RECORD EXTRACTS
# # # #
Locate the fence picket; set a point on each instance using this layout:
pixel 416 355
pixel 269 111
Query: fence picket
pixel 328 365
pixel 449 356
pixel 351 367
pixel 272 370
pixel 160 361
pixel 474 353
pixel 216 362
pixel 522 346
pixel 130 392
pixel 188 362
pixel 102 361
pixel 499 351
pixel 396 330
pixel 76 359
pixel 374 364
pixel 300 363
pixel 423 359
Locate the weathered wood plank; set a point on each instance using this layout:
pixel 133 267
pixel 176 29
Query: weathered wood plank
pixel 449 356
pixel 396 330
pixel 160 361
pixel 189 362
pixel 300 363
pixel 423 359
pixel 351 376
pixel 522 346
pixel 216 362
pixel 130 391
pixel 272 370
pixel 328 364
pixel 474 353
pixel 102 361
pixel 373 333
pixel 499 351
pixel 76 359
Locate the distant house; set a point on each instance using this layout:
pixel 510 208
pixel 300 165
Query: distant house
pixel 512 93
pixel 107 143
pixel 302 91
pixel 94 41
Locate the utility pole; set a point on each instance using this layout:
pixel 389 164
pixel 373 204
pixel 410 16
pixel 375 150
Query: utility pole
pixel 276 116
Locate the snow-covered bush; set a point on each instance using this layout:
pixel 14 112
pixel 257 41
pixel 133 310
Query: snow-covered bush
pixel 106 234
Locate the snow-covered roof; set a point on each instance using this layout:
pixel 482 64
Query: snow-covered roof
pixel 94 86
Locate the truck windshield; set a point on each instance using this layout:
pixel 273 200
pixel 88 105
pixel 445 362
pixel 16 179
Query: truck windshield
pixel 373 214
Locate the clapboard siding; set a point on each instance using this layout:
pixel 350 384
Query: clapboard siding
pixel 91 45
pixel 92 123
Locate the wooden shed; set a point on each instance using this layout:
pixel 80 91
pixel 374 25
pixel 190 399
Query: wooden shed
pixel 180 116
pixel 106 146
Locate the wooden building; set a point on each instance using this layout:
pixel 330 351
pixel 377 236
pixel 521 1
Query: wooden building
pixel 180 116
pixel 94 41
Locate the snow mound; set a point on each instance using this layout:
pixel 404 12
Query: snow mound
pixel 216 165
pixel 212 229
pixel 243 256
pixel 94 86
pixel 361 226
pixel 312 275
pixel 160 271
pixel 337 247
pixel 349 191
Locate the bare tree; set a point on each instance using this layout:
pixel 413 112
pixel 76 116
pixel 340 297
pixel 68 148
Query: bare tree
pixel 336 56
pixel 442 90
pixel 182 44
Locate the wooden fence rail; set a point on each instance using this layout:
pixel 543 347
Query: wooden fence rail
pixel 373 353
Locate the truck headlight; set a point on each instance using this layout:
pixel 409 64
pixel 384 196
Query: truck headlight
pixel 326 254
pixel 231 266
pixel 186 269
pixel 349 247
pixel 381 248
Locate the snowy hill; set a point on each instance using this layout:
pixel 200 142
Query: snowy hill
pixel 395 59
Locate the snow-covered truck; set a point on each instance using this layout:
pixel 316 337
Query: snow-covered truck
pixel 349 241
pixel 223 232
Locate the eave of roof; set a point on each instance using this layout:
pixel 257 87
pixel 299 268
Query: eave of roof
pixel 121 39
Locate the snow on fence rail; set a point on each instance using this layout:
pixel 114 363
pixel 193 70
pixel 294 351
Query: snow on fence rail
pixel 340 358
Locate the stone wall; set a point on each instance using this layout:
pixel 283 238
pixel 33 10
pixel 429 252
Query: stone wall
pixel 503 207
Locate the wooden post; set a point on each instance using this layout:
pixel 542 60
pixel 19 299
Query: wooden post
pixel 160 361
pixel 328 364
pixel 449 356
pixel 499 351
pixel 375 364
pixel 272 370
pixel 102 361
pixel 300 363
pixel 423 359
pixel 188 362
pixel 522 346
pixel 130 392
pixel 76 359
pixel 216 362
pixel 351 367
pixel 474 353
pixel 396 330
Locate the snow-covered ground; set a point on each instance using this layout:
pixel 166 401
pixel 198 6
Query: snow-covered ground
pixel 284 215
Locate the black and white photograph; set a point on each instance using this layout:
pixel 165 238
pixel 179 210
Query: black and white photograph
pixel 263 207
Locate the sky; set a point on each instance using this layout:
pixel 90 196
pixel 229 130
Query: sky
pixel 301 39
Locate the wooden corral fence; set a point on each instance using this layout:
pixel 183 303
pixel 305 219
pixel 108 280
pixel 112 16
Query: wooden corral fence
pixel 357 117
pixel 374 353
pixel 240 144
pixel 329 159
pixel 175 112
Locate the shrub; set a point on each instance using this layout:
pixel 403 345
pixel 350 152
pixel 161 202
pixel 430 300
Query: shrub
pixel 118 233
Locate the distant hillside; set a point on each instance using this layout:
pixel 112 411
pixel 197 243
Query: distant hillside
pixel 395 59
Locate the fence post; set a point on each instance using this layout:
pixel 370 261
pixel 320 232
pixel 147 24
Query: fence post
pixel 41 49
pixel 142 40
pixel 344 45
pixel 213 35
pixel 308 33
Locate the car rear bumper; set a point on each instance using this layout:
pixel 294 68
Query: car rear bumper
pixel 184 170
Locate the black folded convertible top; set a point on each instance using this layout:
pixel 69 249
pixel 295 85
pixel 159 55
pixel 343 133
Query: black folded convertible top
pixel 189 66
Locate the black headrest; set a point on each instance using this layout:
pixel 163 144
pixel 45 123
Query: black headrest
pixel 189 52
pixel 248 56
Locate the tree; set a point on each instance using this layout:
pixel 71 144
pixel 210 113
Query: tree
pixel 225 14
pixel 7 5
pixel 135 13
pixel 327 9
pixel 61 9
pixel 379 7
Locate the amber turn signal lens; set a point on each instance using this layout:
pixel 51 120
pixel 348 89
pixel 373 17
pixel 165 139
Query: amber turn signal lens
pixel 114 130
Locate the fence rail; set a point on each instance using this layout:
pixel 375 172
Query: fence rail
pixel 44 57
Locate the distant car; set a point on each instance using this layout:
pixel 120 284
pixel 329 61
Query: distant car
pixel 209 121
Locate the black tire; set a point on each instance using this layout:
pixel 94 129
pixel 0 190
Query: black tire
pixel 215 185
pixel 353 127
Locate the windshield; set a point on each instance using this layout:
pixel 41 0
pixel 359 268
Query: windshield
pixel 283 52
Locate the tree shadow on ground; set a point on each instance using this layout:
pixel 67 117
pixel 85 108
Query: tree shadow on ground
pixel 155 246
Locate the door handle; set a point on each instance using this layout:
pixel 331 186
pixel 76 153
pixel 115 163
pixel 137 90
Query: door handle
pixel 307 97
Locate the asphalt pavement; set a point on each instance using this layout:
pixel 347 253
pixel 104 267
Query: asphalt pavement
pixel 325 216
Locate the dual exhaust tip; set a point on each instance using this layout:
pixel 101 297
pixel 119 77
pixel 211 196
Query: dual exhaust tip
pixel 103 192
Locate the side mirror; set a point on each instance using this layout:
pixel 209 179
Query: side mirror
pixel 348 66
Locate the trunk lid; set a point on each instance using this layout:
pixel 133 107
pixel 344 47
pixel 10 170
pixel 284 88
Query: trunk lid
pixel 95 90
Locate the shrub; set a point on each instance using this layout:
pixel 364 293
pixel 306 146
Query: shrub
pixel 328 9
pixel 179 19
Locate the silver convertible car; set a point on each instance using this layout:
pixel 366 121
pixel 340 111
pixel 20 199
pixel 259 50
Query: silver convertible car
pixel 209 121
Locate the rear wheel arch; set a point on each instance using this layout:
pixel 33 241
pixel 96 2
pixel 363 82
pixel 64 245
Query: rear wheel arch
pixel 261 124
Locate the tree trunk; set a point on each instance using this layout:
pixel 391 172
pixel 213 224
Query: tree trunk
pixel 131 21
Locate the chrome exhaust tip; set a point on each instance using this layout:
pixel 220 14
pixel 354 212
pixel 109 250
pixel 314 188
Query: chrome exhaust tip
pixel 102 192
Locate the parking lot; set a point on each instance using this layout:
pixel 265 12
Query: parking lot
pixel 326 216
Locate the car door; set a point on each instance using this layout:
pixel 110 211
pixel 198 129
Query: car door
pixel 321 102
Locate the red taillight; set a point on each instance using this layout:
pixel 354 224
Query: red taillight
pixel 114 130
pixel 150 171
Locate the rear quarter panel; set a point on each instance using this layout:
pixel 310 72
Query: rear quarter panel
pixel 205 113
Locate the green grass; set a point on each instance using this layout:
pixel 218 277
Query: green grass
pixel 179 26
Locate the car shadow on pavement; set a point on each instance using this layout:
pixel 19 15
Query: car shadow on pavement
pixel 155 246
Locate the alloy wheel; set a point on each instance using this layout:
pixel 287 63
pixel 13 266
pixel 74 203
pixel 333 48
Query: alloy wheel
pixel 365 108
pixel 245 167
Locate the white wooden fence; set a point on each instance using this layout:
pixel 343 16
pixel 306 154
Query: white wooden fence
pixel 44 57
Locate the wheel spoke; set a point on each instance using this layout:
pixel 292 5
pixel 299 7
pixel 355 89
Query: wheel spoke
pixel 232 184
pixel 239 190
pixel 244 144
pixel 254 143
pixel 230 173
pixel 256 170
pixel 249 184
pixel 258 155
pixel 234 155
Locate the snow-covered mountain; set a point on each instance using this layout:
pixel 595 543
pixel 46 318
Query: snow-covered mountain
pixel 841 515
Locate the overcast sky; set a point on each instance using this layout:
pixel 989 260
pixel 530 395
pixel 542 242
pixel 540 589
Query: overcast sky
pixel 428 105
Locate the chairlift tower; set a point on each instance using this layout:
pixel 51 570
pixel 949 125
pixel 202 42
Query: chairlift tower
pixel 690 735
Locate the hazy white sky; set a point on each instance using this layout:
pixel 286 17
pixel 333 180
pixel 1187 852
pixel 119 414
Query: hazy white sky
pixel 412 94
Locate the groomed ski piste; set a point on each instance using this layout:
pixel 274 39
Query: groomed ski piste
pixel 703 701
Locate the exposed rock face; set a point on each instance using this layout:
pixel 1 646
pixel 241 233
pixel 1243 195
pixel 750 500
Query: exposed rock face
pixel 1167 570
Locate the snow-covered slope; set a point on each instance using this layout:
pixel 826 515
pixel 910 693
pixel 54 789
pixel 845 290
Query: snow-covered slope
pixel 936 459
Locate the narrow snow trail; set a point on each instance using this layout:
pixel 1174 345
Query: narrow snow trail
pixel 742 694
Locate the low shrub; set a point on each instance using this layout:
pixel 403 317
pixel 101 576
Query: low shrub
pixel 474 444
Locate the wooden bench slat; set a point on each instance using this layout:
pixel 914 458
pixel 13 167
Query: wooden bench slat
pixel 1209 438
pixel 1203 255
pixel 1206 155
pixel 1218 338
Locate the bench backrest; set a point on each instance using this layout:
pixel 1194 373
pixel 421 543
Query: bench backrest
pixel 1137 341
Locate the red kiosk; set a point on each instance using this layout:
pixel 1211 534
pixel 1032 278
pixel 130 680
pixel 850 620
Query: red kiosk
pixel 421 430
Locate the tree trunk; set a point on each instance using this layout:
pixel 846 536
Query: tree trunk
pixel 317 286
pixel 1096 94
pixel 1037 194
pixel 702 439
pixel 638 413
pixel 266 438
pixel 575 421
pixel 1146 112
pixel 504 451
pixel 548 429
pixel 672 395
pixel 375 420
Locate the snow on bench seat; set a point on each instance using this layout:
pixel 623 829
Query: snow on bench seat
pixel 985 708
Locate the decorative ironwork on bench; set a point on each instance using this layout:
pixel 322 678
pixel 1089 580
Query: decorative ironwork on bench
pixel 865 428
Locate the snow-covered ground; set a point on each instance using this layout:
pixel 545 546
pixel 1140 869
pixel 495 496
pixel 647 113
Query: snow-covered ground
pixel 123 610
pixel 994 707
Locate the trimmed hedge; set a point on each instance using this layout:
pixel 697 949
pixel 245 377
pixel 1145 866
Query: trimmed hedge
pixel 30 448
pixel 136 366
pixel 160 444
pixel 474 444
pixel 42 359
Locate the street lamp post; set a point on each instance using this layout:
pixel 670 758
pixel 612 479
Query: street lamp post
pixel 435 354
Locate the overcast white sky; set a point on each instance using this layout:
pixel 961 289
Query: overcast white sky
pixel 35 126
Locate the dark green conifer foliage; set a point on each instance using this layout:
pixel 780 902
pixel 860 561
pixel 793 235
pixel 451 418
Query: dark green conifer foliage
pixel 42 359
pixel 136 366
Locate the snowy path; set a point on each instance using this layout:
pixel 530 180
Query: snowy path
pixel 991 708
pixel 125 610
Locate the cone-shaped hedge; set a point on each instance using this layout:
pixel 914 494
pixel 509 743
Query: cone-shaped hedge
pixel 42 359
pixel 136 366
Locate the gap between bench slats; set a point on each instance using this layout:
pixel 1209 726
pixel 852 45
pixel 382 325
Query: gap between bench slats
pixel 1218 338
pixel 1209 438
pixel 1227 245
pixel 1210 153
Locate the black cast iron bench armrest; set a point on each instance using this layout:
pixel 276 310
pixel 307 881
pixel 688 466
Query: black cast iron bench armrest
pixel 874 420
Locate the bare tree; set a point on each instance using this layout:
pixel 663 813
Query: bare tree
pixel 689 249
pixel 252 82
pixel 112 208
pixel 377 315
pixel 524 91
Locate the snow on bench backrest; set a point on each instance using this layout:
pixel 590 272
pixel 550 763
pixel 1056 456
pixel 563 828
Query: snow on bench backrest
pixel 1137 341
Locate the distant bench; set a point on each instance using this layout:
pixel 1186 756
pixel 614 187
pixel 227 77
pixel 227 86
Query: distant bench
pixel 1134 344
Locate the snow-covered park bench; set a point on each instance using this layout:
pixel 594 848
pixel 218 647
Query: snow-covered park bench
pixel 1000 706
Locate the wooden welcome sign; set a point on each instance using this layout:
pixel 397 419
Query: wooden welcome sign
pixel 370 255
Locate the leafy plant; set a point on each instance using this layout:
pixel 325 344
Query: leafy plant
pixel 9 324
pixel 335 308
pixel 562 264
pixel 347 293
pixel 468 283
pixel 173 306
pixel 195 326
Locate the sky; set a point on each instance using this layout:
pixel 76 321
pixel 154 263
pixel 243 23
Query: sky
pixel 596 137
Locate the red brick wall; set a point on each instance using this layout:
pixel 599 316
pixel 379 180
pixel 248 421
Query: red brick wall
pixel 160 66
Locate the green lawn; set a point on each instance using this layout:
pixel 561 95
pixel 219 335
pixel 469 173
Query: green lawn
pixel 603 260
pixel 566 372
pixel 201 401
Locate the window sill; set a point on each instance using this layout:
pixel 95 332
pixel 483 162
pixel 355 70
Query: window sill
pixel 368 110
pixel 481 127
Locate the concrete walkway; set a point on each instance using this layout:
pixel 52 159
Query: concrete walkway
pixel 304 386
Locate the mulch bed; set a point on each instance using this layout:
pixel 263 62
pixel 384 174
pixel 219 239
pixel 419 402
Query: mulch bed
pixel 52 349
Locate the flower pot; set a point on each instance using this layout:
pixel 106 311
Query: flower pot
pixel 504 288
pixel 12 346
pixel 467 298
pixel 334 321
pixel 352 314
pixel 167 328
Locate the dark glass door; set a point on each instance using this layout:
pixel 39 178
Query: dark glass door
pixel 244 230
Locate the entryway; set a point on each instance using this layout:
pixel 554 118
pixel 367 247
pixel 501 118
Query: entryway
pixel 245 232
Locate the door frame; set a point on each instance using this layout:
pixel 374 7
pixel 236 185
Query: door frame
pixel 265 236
# # # #
GOAL
Repeat exactly the lines from the line containing "Locate the snow on bench backrest;" through the last line of the records above, including both, and nothing else.

RESPONSE TO THE TASK
Locate the snow on bench backrest; set a point on each instance using this layout:
pixel 590 272
pixel 550 763
pixel 1056 456
pixel 563 828
Query: snow on bench backrest
pixel 1137 341
Locate the distant bench; set a point on each instance using this layout:
pixel 1186 756
pixel 614 187
pixel 227 77
pixel 227 86
Query: distant bench
pixel 1134 344
Locate the snow-covered park bench; set a point on each instance using this layout:
pixel 594 848
pixel 218 647
Query: snow-covered park bench
pixel 1000 706
Locate the wooden welcome sign; set a point on each instance using this layout:
pixel 397 419
Query: wooden welcome sign
pixel 370 255
Locate the leafy plant; set a point on each instance using this layout:
pixel 325 344
Query: leafy plant
pixel 9 324
pixel 335 308
pixel 562 264
pixel 347 293
pixel 468 283
pixel 173 306
pixel 195 326
Locate the sky; set a point on each instance using this layout:
pixel 76 321
pixel 154 263
pixel 243 23
Query: sky
pixel 596 137
Locate the red brick wall; set a point on each instance using this layout:
pixel 599 316
pixel 379 180
pixel 248 421
Query: red brick wall
pixel 160 66
Locate the green lawn; set a point on each instance using this layout:
pixel 561 95
pixel 219 335
pixel 469 173
Query: green lawn
pixel 603 260
pixel 566 372
pixel 201 401
Locate the window sill; set a point on each instance using this layout:
pixel 95 332
pixel 483 162
pixel 355 70
Query: window sill
pixel 368 110
pixel 481 127
Locate the concrete walkway; set a point on each instance using this layout:
pixel 52 159
Query: concrete walkway
pixel 304 386
Locate the mulch bed; set a point on each instance using this layout:
pixel 263 62
pixel 384 174
pixel 219 239
pixel 419 402
Query: mulch bed
pixel 52 349
Locate the flower pot; set a point on each instance using this layout:
pixel 106 311
Query: flower pot
pixel 504 288
pixel 12 346
pixel 467 298
pixel 334 321
pixel 352 314
pixel 167 328
Locate the dark glass door; set a point on each instance using this layout:
pixel 39 178
Query: dark glass door
pixel 244 230
Locate the entryway; set a point on each instance using this layout:
pixel 554 118
pixel 367 247
pixel 501 118
Query: entryway
pixel 245 232
Locate the door frame; set a point on each instance using this layout:
pixel 374 7
pixel 236 185
Query: door frame
pixel 265 236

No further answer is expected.